### DATASET EXCERPTS

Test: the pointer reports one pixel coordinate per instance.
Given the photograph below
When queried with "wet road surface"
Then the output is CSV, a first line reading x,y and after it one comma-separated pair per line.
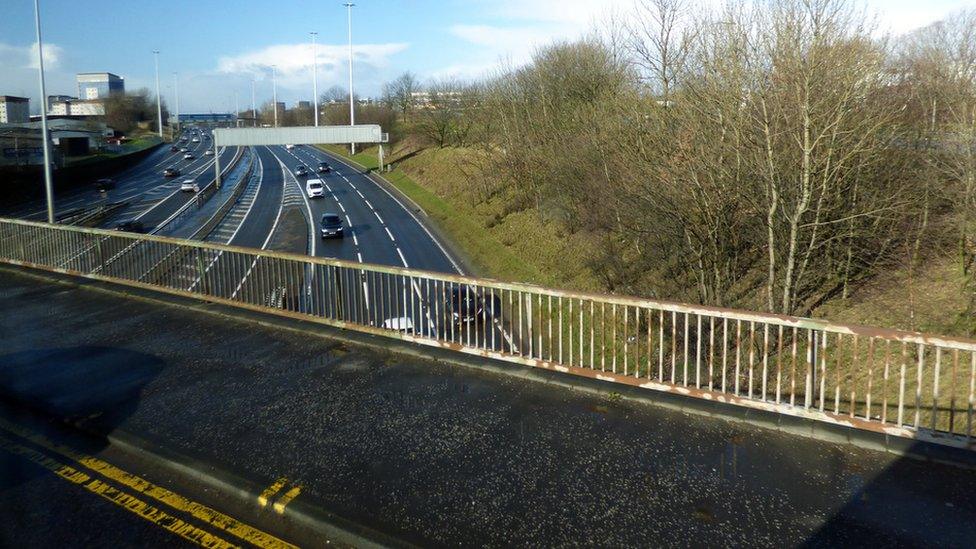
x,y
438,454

### REQUEST
Copy every one of the lines above word for word, but leave the picture out.

### TASK ANSWER
Test: the pointer reports one pixel coordinate per instance.
Given the photograph below
When queried with "wet road surface"
Then the output is CSV, a first line reading x,y and after it one comma-separated pair per line.
x,y
438,454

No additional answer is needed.